───── DOCUMENT EXCERPT

Željko Ljubenović (Serbian Cyrillic: Жељко Љубеновић; born 9 July 1981) is a retired Serbian professional footballer who played as a midfielder.

After playing almost exclusively for second-tier clubs in his homeland, Ljubenović spent most of his footballing career in Ukraine, representing four clubs and amassing over 250 appearances in the country's top league.

Career
Born in Belgrade, Ljubenović started out as a trainee at Partizan in 1990. He spent five years in the club's youth setup, before switching to OFK Beograd in 1995. After completing his formation, Ljubenović made his senior debuts with the Romantičari in the 2000–01 First League of FR Yugoslavia. He subsequently played for Second League clubs Mladenovac, Mladost Lukićevo, and Proleter Zrenjanin. In the summer of 2005, Ljubenović signed with top-flight side Hajduk Kula. He spent just half a season there, before transferring abroad.

──────────

### GOAL 1
Answer these questions about the Ljubenović biography:
(a) In what year did Ljubenović start out as a trainee at Partizan?
(b) How many Ukrainian clubs did he represent?
(c) Which top-flight side did he sign with in the summer of 2005?
The Ljubenović biography and the records come from separate, unrelated sources.

───── DATA SUPPLIED

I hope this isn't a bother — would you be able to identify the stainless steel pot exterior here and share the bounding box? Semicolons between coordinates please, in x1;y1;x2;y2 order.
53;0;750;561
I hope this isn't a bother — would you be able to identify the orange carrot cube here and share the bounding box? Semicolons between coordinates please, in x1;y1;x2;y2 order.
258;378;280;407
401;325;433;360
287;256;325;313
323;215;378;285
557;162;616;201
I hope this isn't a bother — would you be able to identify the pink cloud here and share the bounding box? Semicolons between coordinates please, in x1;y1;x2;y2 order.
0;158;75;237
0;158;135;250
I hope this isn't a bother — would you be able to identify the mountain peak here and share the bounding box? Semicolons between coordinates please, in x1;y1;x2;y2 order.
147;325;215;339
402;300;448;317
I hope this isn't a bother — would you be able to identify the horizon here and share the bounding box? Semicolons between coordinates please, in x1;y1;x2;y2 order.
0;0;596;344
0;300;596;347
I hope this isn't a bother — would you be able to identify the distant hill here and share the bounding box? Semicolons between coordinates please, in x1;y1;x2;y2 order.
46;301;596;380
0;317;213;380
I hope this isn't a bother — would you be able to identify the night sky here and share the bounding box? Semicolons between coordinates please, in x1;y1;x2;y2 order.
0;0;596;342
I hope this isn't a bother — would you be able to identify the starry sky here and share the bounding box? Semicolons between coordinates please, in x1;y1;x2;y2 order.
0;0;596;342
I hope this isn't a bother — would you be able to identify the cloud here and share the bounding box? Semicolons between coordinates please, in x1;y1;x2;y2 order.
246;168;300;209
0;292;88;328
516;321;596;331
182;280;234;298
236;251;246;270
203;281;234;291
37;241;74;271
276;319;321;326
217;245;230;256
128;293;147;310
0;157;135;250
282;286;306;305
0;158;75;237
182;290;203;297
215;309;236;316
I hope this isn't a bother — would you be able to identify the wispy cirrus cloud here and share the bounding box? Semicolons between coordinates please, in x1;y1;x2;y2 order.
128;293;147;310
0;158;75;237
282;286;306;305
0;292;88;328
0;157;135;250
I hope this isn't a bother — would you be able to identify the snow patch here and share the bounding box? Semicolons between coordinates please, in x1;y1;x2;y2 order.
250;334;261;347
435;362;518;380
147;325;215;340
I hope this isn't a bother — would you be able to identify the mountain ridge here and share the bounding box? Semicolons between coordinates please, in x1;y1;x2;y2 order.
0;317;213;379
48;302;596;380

──────────

### GOAL 2
Please copy word for word the part of the records that opens with the line containing "identify the snow" and closes with the last line of the records.

### TASK ANSWER 1
(a) 1990
(b) Four
(c) Hajduk Kula

### TASK ANSWER 2
I hope this isn't a bother — would you be able to identify the snow patch here and share the bounding box? Semicolons between coordinates please, in x1;y1;x2;y2 order.
250;334;261;347
435;362;518;380
147;325;215;340
I hope this isn't a bother — would you be able to identify the mountain ridge here and share the bounding box? Semicolons between coordinates please, in x1;y1;x2;y2 order.
0;317;213;379
48;302;596;380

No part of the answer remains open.